» **EXERCISE GOAL**: Nothing but the lines from the one containing "[spot] the meadow, one" through the last line of the entries should appear in the output, each verbatim.

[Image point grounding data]
_ _ _

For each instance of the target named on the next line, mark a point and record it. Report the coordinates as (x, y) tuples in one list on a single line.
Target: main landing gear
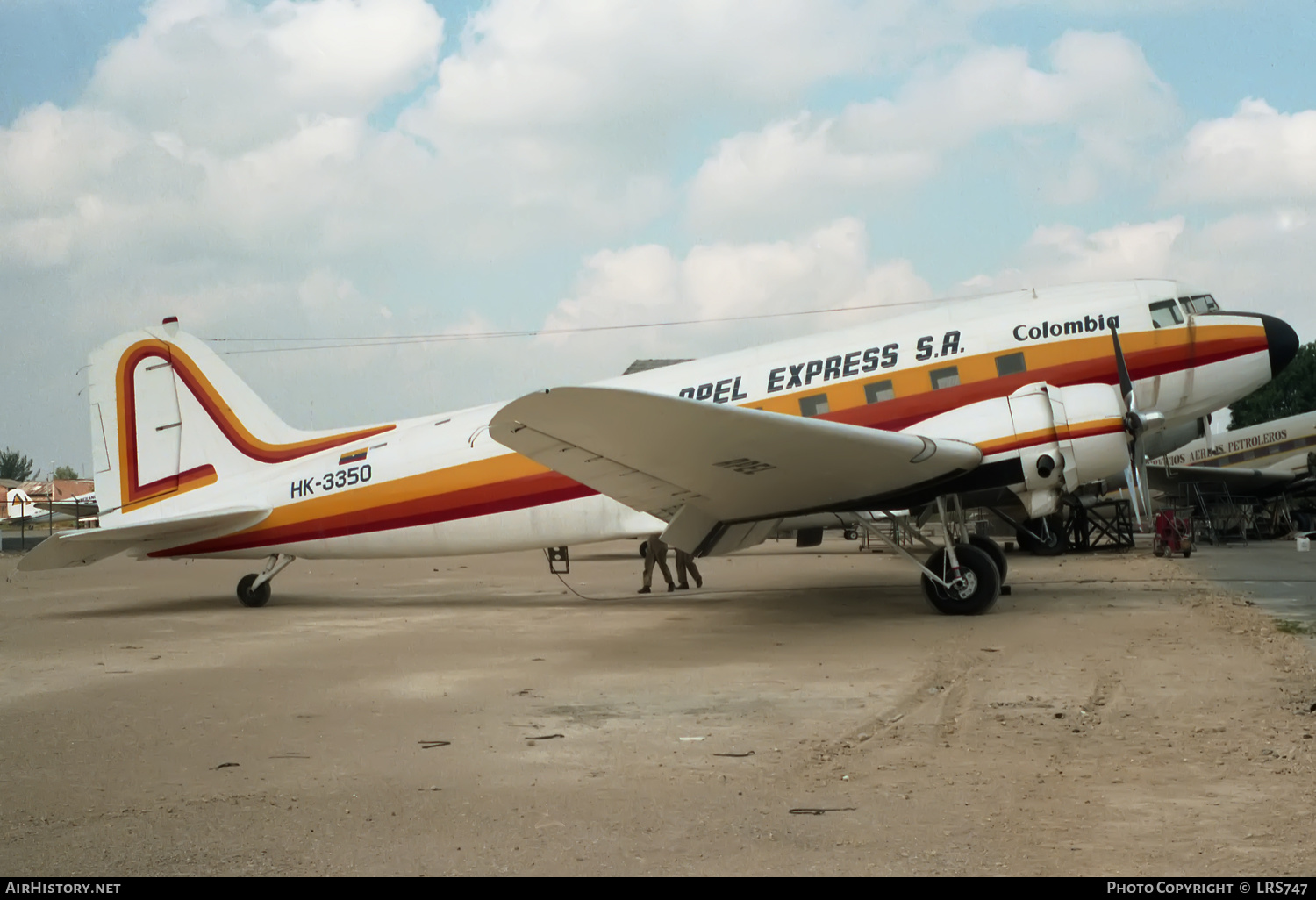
[(962, 578), (254, 589)]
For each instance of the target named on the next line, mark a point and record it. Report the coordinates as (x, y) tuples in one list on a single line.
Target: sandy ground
[(1113, 716)]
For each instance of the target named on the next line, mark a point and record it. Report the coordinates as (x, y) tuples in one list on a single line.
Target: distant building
[(645, 365)]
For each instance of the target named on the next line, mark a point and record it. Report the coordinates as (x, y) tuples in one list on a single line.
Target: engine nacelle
[(1062, 437), (1066, 437)]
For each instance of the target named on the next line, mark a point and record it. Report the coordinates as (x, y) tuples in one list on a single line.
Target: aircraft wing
[(87, 546), (1245, 482), (704, 466), (84, 504)]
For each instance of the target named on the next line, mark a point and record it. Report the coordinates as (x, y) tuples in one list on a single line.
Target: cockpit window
[(1165, 313), (1199, 303)]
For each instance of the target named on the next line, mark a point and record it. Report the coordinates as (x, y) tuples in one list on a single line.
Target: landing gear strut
[(961, 578), (254, 589)]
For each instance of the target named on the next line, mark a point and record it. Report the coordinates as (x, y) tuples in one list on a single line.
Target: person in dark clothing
[(655, 553)]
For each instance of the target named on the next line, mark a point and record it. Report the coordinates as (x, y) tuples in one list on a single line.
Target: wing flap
[(657, 453)]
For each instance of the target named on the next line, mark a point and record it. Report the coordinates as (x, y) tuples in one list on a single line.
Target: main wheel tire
[(249, 597), (981, 591), (1052, 545), (992, 550)]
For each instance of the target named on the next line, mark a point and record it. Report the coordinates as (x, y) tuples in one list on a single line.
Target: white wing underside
[(87, 546), (703, 466)]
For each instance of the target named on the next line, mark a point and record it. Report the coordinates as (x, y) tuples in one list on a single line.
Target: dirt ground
[(1113, 716)]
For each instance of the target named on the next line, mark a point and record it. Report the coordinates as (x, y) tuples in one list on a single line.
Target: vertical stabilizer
[(168, 418)]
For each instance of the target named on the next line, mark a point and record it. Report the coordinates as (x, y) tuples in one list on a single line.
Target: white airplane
[(1266, 460), (1026, 395), (23, 508)]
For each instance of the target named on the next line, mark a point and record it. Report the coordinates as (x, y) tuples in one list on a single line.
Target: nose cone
[(1282, 341)]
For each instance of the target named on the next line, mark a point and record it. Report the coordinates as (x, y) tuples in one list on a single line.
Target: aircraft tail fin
[(168, 418)]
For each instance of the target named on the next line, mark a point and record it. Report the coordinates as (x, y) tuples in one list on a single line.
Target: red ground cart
[(1173, 532)]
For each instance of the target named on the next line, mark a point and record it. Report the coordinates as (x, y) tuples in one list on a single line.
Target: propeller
[(1136, 425)]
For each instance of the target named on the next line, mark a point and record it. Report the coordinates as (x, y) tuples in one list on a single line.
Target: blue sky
[(339, 168)]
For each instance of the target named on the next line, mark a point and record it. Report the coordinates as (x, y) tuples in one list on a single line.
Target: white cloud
[(1257, 261), (826, 268), (1255, 154), (1100, 91), (225, 75)]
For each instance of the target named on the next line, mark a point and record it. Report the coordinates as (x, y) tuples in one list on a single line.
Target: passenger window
[(1165, 313), (948, 376), (1011, 363), (813, 405), (879, 391)]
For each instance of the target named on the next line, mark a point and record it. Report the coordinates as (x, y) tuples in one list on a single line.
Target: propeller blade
[(1126, 384), (1134, 495), (1140, 470)]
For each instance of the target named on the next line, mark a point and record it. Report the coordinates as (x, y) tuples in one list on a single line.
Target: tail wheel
[(978, 591), (253, 597), (1042, 537), (992, 550)]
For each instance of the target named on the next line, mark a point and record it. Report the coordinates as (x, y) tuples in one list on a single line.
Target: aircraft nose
[(1282, 341)]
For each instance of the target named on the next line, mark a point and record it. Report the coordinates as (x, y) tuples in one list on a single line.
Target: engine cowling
[(1063, 437), (1066, 439)]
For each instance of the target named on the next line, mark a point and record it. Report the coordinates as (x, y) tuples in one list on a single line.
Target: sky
[(347, 168)]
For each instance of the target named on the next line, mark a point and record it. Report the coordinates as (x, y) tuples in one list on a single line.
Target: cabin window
[(1165, 313), (813, 405), (948, 376), (1011, 363), (879, 391)]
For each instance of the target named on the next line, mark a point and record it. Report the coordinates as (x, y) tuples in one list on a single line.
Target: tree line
[(18, 468)]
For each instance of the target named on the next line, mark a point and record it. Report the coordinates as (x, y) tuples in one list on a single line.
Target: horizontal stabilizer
[(87, 546), (658, 454)]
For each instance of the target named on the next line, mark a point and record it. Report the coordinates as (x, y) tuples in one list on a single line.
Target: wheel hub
[(966, 584)]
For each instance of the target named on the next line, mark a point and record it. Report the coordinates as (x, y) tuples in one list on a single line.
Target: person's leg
[(649, 568), (662, 565)]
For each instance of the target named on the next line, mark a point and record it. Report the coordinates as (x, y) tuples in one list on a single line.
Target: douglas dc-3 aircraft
[(1266, 460), (1029, 395)]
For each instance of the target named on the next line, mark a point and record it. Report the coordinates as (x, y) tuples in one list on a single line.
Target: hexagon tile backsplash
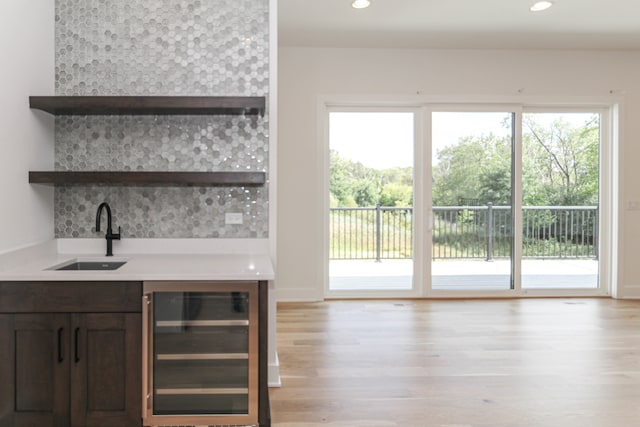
[(162, 47)]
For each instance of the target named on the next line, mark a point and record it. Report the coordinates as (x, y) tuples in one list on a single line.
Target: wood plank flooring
[(459, 363)]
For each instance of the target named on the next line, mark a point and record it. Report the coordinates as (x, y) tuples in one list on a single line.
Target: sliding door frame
[(610, 114)]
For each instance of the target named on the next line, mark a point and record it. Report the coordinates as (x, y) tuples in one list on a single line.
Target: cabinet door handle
[(76, 350), (60, 348)]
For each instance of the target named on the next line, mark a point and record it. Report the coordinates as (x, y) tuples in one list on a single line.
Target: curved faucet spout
[(110, 236), (99, 214)]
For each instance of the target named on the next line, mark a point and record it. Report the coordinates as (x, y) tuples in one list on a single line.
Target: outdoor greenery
[(559, 168), (559, 164)]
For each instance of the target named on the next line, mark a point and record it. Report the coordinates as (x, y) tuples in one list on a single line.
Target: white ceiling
[(467, 24)]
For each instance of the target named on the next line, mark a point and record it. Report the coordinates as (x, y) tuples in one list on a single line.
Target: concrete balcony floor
[(461, 275)]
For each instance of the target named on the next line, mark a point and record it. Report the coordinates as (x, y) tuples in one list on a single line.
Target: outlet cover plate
[(233, 218)]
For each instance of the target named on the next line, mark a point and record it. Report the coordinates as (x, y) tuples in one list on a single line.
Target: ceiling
[(461, 24)]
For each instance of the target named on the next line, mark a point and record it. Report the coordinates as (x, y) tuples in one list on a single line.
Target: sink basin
[(92, 265)]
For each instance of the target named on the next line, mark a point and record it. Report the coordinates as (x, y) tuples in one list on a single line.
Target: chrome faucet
[(110, 236)]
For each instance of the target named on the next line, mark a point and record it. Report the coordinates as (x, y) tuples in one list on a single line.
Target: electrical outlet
[(233, 218)]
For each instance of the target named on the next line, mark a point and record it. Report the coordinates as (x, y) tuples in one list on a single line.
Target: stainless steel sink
[(90, 265)]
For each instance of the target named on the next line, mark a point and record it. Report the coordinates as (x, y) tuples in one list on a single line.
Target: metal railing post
[(378, 231), (489, 231)]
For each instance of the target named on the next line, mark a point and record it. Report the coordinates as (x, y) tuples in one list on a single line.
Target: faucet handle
[(114, 236)]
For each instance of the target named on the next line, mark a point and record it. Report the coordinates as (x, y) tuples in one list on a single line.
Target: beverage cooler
[(200, 353)]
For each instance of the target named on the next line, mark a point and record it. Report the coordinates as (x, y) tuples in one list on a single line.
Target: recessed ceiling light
[(541, 5), (360, 4)]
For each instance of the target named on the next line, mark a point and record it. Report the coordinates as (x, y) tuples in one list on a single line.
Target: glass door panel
[(560, 200), (371, 202), (472, 193)]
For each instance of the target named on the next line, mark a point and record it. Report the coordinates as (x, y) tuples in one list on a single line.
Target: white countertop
[(36, 262)]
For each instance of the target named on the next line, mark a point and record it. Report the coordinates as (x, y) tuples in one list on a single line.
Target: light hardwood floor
[(459, 363)]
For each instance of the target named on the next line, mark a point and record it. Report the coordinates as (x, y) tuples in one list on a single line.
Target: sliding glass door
[(468, 200), (472, 200), (560, 199)]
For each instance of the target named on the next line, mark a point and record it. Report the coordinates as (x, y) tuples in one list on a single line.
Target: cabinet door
[(34, 370), (106, 370)]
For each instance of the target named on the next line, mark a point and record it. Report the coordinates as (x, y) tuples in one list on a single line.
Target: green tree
[(565, 160)]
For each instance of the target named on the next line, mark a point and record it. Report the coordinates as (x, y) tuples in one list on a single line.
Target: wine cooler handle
[(60, 349), (76, 350), (147, 323)]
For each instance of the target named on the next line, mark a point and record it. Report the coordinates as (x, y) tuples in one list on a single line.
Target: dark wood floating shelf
[(234, 179), (149, 105)]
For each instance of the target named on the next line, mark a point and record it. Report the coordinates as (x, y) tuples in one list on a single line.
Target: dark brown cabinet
[(74, 367)]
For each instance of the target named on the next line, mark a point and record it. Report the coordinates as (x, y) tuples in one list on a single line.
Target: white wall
[(26, 137), (307, 73)]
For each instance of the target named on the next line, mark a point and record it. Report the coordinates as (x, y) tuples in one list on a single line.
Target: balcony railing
[(465, 232)]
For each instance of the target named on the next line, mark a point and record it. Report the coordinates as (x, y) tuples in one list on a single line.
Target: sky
[(384, 140), (377, 140)]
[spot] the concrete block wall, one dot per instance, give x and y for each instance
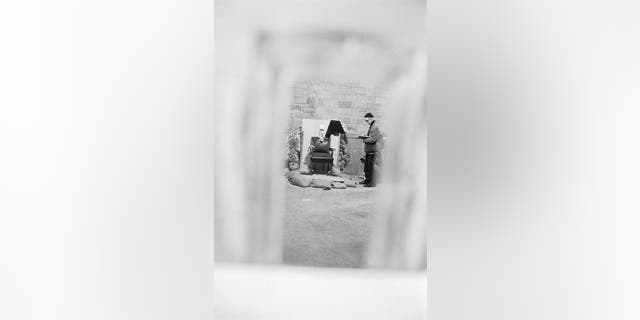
(347, 102)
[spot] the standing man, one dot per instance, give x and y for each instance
(371, 149)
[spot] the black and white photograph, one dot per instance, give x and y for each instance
(319, 160)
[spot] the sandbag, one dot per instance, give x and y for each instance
(349, 183)
(296, 179)
(321, 183)
(338, 185)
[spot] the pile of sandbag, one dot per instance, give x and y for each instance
(297, 179)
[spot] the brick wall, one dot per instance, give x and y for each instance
(347, 102)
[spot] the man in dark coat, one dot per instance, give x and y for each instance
(371, 150)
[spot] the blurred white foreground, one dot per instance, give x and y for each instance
(244, 291)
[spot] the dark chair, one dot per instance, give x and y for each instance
(321, 156)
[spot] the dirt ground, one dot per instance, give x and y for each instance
(327, 228)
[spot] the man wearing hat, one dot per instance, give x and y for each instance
(371, 149)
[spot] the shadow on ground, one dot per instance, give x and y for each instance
(327, 228)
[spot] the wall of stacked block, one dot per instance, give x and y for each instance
(347, 102)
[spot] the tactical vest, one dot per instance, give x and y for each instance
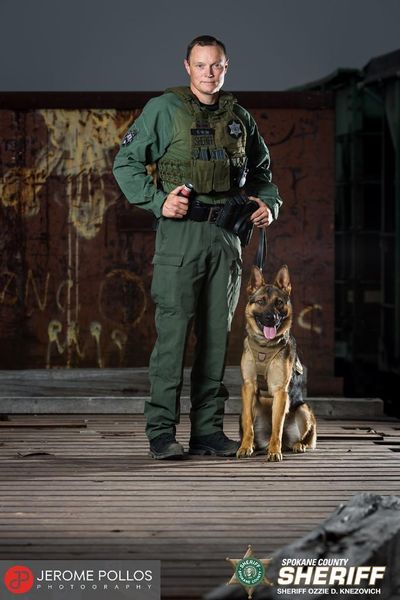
(208, 147)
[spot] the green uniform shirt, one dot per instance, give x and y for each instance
(163, 128)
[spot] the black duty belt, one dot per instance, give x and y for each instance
(199, 211)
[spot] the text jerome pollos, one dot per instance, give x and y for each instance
(94, 580)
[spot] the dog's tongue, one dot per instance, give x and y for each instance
(269, 332)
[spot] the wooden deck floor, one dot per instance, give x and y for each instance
(76, 486)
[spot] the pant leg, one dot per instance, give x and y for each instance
(179, 269)
(217, 303)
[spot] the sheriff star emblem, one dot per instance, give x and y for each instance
(249, 572)
(129, 137)
(235, 129)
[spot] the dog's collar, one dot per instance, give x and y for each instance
(279, 340)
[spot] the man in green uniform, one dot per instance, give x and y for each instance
(197, 134)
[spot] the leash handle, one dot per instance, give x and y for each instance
(261, 253)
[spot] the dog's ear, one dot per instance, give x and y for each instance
(282, 280)
(256, 281)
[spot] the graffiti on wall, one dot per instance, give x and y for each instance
(78, 152)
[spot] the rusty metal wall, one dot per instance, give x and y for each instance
(75, 257)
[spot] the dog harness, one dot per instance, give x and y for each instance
(263, 355)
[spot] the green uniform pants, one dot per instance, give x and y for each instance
(197, 273)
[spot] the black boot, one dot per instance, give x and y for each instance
(166, 446)
(216, 444)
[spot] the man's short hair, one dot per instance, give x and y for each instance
(204, 40)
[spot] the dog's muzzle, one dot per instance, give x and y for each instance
(268, 323)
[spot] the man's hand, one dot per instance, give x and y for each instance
(175, 206)
(262, 217)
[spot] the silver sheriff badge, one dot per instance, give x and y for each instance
(235, 129)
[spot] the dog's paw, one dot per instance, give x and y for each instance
(244, 451)
(274, 456)
(299, 447)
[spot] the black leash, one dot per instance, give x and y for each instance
(261, 253)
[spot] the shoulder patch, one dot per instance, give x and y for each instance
(235, 129)
(129, 137)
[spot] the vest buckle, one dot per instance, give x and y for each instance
(213, 214)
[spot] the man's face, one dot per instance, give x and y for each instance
(206, 68)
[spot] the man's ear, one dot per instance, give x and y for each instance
(256, 281)
(282, 280)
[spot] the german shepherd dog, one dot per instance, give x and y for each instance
(273, 411)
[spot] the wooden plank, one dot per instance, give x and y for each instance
(96, 493)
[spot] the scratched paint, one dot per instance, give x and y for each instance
(75, 260)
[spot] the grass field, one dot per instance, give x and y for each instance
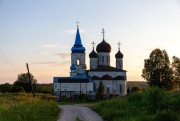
(22, 107)
(152, 105)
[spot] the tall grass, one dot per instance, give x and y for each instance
(22, 107)
(152, 105)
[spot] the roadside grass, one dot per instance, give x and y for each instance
(78, 119)
(22, 107)
(152, 105)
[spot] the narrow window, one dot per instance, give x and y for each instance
(78, 62)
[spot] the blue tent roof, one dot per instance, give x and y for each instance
(78, 47)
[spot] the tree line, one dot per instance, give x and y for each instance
(158, 71)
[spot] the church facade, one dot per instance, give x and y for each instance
(83, 81)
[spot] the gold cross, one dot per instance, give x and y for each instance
(119, 44)
(93, 44)
(103, 33)
(77, 23)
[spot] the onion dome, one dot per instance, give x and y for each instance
(73, 67)
(103, 47)
(93, 54)
(119, 54)
(78, 47)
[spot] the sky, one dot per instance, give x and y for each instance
(42, 32)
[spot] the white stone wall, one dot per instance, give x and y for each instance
(81, 68)
(103, 58)
(113, 74)
(118, 87)
(83, 87)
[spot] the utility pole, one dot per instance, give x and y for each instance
(30, 81)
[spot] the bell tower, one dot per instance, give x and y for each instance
(119, 58)
(78, 65)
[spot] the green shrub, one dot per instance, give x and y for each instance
(166, 116)
(136, 88)
(22, 107)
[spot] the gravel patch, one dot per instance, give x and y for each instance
(71, 112)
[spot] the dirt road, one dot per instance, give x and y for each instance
(72, 112)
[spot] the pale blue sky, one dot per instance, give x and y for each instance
(42, 32)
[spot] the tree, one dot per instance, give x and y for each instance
(157, 70)
(23, 81)
(136, 88)
(176, 68)
(5, 87)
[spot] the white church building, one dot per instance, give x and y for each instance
(83, 81)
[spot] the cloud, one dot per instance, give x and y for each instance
(53, 63)
(62, 55)
(49, 46)
(44, 53)
(45, 62)
(73, 31)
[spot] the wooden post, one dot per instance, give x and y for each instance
(30, 81)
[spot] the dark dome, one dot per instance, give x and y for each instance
(103, 47)
(119, 54)
(93, 54)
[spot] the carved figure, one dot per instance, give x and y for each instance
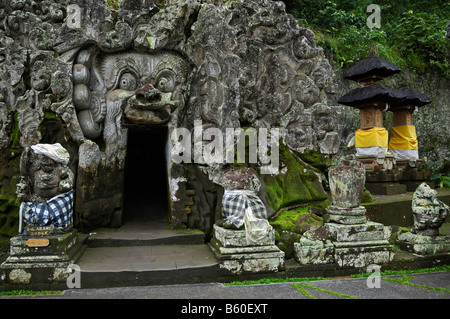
(242, 206)
(147, 88)
(46, 186)
(429, 212)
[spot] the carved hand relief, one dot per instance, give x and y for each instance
(145, 88)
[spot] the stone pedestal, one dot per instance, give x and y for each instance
(347, 238)
(38, 260)
(360, 245)
(424, 245)
(237, 257)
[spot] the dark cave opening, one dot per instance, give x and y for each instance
(146, 186)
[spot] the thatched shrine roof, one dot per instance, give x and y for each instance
(371, 68)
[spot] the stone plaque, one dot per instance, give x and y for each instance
(38, 242)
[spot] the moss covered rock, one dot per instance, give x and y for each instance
(291, 224)
(296, 183)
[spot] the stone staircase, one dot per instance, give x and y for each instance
(139, 254)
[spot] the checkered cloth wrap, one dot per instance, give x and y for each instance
(244, 206)
(57, 211)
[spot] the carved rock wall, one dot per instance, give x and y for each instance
(89, 71)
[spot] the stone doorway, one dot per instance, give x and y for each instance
(146, 187)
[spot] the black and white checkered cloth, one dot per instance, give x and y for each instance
(235, 204)
(57, 211)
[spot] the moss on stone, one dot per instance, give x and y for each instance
(296, 183)
(366, 197)
(315, 159)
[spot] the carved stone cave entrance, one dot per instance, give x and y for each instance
(146, 186)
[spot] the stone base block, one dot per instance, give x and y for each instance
(363, 254)
(237, 238)
(43, 260)
(237, 257)
(386, 188)
(360, 232)
(347, 216)
(314, 252)
(38, 249)
(424, 245)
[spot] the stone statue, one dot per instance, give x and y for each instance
(241, 205)
(146, 87)
(100, 67)
(46, 187)
(429, 213)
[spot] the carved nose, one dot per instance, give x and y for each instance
(148, 94)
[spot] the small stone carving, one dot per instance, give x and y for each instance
(346, 185)
(45, 188)
(242, 206)
(429, 213)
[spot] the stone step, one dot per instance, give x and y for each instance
(147, 265)
(145, 237)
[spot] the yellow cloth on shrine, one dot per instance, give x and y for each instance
(376, 136)
(404, 138)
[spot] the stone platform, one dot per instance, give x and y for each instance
(237, 257)
(41, 261)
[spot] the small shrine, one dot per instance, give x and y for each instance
(392, 165)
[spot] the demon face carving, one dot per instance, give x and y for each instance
(145, 88)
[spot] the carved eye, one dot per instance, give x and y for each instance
(165, 82)
(127, 82)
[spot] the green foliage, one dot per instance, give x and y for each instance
(412, 33)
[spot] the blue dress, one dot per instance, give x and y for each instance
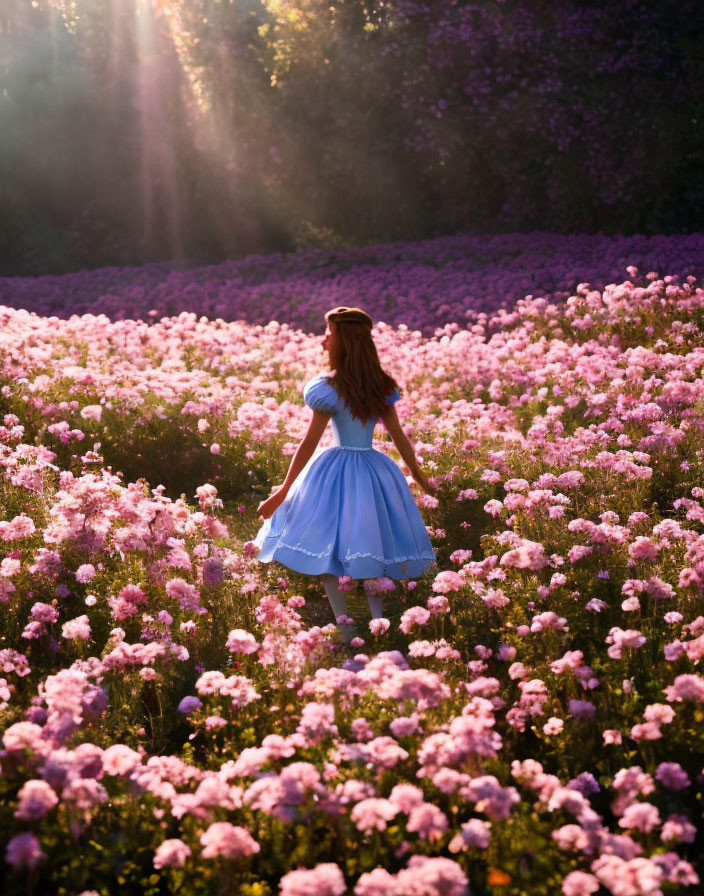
(350, 510)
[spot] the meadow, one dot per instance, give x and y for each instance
(526, 721)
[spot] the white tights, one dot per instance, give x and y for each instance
(338, 603)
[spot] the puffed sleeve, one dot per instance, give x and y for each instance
(319, 395)
(394, 397)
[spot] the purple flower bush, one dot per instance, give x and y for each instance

_ _ _

» **YOUR RESPONSE**:
[spot] the meadow, one dot per instance, give x and y for each instance
(526, 721)
[spot] the white tights, one dot per instance, give x and y for each instance
(338, 603)
[spot] the puffed sleeve, one dot per instance, give x and y for each instance
(319, 395)
(394, 397)
[spot] the purple flower bush, one dot per instance, give x and y for each instance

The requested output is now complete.